**TEXT EXTRACT**
((

- SR 195 highlighted in red

Route information
- Maintained by TDOT
- Length: 7.6 mi (12.2 km)
- Existed: July 1, 1983–present

Major junctions
- West end: SR 193 near Macon
- East end: SR 76 in Somerville

Location
- Country: United States
- State: Tennessee
- Counties: Fayette

Highway system
- Tennessee State Routes; Interstate; US; State;
| ← SR 194 |  | → SR 196 |

= Tennessee State Route 195 =

Highway in Tennessee

State Route 195 (SR 195) is a 7.6-mile long east–west state highway in Fayette County, Tennessee. It connects Macon with Somerville, as well as providing access to Fayette County Airport.

))

**ACTIONS TO TAKE**
**1)** From the text on Tennessee State Route 195, reproduce the part that opens with the words containing "Highway system" and closes with "Fayette County Airport.", swapping "Fayette County Airport" for "the county airport".
**2)** Summarize the text on Tennessee State Route 195 in two sentences.

**Point annotation records**
((

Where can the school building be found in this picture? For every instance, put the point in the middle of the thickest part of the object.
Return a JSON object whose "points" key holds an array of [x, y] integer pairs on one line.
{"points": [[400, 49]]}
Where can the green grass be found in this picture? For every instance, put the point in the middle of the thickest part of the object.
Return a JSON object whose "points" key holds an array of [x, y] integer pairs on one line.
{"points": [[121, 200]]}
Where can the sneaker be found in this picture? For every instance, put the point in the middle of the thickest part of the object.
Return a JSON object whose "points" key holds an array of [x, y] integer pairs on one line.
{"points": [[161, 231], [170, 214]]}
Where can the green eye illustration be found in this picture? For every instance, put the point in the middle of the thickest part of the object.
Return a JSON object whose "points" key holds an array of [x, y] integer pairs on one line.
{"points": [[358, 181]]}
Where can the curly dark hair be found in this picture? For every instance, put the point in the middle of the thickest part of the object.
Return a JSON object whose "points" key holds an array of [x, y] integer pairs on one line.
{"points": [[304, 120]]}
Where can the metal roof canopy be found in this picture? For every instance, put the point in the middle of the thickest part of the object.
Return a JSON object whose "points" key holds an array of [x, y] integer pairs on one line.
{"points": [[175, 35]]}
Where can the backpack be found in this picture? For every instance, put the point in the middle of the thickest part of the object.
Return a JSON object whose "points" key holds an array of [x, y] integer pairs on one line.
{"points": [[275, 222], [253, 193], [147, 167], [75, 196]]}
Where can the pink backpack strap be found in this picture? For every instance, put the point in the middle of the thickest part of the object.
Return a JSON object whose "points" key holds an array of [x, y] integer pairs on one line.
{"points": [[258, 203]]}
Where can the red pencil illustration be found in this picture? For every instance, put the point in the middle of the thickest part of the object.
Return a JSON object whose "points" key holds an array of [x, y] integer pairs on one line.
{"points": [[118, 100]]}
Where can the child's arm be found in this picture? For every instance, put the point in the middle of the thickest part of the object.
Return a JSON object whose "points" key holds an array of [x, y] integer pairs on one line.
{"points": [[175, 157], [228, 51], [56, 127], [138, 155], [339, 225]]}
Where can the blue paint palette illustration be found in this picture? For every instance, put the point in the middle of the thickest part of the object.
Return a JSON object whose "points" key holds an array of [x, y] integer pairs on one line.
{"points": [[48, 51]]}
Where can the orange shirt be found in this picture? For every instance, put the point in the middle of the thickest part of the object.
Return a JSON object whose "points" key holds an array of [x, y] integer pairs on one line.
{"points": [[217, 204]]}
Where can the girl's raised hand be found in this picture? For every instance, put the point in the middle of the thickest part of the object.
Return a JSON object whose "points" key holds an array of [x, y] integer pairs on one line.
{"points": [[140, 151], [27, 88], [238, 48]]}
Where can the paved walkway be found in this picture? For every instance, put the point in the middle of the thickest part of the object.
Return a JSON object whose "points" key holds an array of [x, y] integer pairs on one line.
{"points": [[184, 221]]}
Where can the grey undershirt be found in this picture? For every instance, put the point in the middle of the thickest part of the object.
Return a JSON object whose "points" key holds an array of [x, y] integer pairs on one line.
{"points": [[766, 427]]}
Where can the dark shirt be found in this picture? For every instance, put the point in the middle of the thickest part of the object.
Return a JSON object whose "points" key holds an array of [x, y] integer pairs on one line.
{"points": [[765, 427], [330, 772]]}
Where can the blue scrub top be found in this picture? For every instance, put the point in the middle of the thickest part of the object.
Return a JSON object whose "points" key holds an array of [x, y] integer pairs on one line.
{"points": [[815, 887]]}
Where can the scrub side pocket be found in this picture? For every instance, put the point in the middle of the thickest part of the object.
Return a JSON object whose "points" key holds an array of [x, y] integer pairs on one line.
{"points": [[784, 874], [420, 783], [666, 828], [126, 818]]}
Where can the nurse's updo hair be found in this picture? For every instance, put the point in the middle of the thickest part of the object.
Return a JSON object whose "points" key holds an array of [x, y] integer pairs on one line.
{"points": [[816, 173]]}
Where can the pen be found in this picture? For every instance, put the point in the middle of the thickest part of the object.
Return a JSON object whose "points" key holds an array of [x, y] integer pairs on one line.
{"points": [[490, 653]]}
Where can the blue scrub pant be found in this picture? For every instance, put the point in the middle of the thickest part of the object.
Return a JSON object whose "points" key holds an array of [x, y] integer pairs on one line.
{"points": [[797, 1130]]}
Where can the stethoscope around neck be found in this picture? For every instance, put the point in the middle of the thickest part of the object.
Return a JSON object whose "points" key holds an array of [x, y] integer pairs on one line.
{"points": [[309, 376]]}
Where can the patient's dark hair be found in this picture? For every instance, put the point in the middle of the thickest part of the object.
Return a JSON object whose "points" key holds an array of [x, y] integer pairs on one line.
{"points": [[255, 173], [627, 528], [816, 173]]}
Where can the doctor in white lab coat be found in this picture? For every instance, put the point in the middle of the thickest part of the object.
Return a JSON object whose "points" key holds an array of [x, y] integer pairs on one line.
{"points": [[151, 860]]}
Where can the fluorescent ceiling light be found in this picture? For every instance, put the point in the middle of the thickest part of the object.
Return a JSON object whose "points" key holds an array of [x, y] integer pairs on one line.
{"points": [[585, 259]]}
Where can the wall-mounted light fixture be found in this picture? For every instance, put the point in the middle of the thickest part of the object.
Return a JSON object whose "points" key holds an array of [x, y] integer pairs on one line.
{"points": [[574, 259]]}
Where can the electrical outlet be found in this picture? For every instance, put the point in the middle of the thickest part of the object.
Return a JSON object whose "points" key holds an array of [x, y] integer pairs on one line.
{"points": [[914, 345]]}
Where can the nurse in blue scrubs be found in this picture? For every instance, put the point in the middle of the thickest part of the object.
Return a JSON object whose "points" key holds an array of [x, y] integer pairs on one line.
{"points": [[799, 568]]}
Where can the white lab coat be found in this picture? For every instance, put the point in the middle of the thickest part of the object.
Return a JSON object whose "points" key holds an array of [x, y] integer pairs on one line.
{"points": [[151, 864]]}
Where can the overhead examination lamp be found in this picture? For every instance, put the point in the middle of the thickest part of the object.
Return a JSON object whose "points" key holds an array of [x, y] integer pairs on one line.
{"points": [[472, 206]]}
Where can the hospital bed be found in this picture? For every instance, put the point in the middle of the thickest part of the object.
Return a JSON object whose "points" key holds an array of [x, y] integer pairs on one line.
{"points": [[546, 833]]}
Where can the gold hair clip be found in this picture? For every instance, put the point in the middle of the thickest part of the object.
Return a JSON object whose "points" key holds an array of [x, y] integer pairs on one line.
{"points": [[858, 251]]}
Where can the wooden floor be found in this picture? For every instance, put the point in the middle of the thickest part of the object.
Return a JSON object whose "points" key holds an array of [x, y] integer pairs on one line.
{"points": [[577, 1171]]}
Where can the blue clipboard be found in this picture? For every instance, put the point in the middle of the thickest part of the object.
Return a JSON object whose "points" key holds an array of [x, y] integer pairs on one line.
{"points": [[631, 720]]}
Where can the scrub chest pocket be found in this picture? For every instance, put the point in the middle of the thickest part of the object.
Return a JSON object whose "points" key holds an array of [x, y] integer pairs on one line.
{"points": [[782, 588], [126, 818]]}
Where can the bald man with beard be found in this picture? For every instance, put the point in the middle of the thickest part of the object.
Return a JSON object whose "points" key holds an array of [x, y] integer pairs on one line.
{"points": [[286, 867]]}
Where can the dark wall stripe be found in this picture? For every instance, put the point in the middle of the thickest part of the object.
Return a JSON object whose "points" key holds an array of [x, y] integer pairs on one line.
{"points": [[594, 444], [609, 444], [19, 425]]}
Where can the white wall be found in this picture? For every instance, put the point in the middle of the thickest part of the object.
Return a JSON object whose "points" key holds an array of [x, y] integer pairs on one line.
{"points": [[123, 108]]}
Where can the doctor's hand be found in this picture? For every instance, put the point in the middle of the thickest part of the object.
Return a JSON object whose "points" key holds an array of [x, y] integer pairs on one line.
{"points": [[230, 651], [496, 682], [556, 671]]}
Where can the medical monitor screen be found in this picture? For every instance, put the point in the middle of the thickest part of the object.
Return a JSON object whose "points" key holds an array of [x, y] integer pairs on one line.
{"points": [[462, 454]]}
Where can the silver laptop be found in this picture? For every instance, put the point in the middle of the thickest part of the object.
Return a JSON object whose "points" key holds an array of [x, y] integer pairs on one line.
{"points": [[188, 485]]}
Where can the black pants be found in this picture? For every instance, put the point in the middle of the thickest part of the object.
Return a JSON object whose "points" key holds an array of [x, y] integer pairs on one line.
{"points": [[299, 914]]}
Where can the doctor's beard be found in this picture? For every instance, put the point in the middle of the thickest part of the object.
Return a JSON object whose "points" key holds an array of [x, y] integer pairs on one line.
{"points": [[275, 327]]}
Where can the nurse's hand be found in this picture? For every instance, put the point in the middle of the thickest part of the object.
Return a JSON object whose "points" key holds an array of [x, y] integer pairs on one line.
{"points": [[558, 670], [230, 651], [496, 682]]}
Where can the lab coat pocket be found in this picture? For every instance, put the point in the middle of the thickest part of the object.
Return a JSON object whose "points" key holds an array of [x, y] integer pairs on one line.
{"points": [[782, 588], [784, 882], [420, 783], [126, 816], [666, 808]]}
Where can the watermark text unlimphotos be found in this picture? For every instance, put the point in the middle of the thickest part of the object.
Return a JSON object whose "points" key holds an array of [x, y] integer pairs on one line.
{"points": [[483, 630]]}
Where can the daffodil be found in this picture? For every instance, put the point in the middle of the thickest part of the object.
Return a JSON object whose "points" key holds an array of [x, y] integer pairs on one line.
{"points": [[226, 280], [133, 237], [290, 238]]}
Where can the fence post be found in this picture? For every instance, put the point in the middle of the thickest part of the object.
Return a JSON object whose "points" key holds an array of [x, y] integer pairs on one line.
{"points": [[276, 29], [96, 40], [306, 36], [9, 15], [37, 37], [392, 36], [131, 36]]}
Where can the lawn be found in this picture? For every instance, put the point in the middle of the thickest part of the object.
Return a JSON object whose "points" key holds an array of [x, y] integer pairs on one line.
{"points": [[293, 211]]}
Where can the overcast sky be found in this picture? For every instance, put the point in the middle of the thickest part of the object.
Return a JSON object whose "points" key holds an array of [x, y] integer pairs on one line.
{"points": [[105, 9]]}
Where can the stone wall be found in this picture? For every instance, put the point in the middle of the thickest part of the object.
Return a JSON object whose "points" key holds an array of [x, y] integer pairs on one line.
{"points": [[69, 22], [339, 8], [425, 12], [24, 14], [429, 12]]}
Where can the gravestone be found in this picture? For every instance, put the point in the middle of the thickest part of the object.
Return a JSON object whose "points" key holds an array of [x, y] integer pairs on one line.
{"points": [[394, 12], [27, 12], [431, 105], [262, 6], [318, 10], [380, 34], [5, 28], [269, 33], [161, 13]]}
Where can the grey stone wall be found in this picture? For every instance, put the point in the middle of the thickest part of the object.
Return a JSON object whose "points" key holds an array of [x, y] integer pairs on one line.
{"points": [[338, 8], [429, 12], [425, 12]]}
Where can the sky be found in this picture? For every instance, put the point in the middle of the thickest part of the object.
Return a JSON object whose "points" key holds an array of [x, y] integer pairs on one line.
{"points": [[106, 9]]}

))

**ANSWER SET**
**1)**
Highway system
- Tennessee State Routes; Interstate; US; State;
| ← SR 194 |  | → SR 196 |

= Tennessee State Route 195 =

Highway in Tennessee

State Route 195 (SR 195) is a 7.6-mile long east–west state highway in Fayette County, Tennessee. It connects Macon with Somerville, as well as providing access to the county airport.

**2)** State Route 195 is a 7.6-mile east–west state highway in Fayette County, Tennessee, maintained by TDOT and in existence since July 1, 1983. It runs from SR 193 near Macon to SR 76 in Somerville, connecting the two places and providing access to Fayette County Airport.